Exercise directions:
Starting at the line that contains "Target: tail light", copy each line through the end of the listing below. Include both ends and output nothing more.

— begin Extracted data —

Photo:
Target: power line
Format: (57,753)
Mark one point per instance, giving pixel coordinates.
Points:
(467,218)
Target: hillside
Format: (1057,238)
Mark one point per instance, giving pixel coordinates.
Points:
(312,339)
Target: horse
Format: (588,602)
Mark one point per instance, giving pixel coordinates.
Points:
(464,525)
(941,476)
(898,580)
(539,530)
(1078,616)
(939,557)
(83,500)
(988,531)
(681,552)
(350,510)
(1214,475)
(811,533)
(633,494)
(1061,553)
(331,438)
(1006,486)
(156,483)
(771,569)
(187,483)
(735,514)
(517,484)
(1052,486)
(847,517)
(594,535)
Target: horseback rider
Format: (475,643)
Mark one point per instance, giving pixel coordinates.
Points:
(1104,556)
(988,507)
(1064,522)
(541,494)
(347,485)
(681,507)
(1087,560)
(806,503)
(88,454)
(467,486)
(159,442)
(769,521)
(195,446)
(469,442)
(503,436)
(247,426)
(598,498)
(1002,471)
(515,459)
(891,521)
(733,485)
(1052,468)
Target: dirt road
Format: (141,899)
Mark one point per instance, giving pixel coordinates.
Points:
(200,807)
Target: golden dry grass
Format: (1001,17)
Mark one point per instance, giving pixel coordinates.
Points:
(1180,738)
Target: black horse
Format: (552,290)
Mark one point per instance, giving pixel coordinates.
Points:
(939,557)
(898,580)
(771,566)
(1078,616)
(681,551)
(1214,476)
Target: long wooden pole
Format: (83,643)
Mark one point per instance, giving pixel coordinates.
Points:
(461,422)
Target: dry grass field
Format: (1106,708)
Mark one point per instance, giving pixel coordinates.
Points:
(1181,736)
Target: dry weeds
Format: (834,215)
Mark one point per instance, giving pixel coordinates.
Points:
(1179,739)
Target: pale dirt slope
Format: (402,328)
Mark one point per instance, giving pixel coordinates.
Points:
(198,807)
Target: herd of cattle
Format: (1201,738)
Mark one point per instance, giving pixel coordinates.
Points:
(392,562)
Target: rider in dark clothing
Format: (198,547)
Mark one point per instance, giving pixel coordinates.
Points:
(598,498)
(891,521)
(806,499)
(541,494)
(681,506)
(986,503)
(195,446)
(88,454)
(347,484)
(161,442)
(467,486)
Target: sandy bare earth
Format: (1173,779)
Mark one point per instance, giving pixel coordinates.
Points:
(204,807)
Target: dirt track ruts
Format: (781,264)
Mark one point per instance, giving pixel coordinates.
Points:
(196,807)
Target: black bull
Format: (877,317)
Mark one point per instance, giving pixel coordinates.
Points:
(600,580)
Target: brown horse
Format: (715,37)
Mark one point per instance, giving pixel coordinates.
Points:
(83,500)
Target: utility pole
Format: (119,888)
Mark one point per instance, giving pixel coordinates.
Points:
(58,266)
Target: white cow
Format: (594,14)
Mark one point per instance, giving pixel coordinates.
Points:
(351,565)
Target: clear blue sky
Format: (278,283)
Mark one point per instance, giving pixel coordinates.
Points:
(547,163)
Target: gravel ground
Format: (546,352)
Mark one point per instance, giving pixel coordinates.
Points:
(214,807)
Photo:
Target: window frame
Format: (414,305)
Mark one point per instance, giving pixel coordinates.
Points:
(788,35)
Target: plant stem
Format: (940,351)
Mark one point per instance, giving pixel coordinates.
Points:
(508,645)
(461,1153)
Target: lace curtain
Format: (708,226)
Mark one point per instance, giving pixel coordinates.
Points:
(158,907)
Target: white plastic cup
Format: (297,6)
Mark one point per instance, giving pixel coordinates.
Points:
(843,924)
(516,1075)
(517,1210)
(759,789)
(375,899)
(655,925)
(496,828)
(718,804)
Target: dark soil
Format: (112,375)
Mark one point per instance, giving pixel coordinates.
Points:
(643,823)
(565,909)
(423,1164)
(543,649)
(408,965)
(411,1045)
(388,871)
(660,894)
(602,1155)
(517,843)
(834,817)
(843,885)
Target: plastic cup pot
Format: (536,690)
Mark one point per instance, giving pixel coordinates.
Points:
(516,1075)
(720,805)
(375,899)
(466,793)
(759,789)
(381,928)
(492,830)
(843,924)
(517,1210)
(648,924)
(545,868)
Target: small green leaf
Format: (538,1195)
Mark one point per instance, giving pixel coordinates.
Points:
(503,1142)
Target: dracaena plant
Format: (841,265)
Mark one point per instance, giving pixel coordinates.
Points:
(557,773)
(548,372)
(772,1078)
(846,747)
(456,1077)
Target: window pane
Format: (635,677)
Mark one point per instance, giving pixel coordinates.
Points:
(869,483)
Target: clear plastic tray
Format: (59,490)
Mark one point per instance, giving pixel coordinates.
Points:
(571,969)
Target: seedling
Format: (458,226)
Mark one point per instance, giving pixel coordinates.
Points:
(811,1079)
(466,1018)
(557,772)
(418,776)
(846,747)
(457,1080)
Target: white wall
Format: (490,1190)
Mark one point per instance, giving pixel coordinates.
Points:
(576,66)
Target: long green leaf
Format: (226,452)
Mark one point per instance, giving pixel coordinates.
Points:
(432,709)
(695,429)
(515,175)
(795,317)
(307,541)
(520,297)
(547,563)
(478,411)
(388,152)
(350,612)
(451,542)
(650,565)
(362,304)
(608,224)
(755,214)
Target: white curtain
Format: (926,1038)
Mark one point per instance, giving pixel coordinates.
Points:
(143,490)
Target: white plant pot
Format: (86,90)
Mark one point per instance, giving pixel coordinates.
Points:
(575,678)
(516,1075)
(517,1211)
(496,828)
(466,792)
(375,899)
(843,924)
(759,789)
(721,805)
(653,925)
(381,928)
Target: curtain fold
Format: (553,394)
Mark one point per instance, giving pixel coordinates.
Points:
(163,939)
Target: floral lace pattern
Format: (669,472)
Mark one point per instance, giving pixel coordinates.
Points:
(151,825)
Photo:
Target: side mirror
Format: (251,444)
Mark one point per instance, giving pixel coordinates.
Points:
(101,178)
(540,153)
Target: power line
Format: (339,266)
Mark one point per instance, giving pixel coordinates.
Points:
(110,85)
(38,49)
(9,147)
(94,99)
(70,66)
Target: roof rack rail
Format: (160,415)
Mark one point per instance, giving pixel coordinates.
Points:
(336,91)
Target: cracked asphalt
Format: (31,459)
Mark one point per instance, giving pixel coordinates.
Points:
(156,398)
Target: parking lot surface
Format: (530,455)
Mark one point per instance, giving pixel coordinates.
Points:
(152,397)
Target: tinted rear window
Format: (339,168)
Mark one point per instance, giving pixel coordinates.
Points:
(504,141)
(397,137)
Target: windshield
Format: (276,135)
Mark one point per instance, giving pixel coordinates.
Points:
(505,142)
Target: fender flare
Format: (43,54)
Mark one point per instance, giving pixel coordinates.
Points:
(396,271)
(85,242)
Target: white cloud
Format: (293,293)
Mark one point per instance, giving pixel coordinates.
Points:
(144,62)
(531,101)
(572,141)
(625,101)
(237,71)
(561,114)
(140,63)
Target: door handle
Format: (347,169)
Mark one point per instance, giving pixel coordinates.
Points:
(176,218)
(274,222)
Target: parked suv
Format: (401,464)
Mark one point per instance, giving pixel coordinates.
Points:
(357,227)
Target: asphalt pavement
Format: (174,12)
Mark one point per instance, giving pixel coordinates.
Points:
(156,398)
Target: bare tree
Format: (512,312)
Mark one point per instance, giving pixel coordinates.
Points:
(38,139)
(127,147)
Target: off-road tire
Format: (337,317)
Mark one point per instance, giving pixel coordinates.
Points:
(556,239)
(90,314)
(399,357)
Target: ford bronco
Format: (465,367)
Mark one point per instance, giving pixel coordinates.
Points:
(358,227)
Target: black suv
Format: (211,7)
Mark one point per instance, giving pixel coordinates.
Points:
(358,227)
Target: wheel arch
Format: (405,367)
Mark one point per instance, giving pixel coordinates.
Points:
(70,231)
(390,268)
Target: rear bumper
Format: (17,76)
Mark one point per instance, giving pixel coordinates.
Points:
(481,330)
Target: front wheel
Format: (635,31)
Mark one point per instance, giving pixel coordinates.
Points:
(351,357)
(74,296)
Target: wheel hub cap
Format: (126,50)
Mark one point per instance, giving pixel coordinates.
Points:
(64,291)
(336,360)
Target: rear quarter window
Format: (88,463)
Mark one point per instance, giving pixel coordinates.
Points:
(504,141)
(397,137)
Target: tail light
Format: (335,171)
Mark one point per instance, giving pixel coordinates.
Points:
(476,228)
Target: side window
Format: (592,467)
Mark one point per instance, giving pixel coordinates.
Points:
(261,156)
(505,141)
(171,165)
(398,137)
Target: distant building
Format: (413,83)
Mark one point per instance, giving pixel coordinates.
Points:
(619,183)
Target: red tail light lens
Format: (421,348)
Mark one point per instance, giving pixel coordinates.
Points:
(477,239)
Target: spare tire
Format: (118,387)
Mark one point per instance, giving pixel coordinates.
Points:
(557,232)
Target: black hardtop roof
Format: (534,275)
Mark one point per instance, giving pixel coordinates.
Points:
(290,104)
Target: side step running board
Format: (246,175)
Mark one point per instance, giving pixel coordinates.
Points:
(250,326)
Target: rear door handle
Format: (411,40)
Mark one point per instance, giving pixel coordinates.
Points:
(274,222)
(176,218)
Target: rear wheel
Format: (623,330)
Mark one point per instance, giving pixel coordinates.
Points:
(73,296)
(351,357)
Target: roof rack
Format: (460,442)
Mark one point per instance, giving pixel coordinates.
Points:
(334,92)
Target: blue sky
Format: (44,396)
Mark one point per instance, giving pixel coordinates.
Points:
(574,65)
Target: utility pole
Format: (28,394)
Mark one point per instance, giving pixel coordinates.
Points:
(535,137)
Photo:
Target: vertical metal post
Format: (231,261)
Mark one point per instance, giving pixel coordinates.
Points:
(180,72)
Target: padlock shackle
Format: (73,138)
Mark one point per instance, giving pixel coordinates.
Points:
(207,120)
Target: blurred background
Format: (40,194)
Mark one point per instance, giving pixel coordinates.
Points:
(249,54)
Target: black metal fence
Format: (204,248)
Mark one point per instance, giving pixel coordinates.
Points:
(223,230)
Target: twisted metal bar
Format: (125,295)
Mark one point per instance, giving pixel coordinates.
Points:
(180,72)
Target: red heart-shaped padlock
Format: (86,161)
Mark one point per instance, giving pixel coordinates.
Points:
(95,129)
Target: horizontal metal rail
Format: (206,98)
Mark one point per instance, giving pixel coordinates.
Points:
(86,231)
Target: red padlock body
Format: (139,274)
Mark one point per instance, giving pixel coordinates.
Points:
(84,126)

— end Extracted data —

Output of the exercise:
Target: tail light
Format: (335,171)
Mark one point per instance, giving pixel coordinates.
Points:
(476,228)
Target: side window
Format: (592,467)
Mark one point per instance, giving pixel coordinates.
Points:
(261,156)
(505,141)
(171,165)
(398,137)
Target: distant building
Format: (413,83)
Mark one point per instance, giving pixel coordinates.
Points:
(619,183)
Target: red tail light lens
Format: (421,348)
Mark one point per instance, giving pixel coordinates.
Points:
(477,239)
Target: spare tire
Format: (118,387)
Mark one point per instance, giving pixel coordinates.
Points:
(557,232)
Target: black hardtop roof
Format: (534,275)
Mark one point per instance, giving pixel coordinates.
Points:
(290,104)
Target: side step running board
Format: (246,175)
Mark one point per instance, giving pixel coordinates.
Points:
(250,326)
Target: rear door handle
Format: (411,40)
Mark one point per instance, giving pixel coordinates.
Points:
(274,222)
(176,218)
Target: rear wheel
Format: (623,330)
Mark one point per instance, giving pixel coordinates.
Points:
(73,296)
(351,357)
Target: roof rack
Format: (460,442)
Mark one point per instance, giving pixel coordinates.
Points:
(334,92)
Target: blue sky
Format: (44,396)
Mark one point per instance, giving pixel coordinates.
Points:
(574,65)
Target: utility pole
Format: (28,394)
Mark one point per instance, giving pixel coordinates.
Points:
(535,137)
Photo:
Target: vertical metal post
Format: (231,261)
Mark one point per instance, giving pixel coordinates.
Points:
(180,72)
Target: padlock shackle
Format: (73,138)
Mark one point per instance, giving pixel coordinates.
Points:
(207,120)
Target: blurred background
Format: (40,194)
Mark one point per instance, giving pixel coordinates.
Points:
(249,54)
Target: black metal fence
Format: (204,248)
Mark one point per instance, giving pixel coordinates.
Points:
(223,230)
Target: twisted metal bar
Format: (125,295)
Mark one point per instance, giving pixel coordinates.
Points:
(180,72)
Target: red heart-shaped padlock
Format: (86,161)
Mark one point per instance, giving pixel coordinates.
Points:
(95,129)
Target: horizontal metal rail
Format: (206,98)
Mark one point per instance, giving pixel coordinates.
Points:
(86,231)
Target: red padlock body
Format: (139,274)
Mark one point per instance, giving pixel coordinates.
Points:
(84,126)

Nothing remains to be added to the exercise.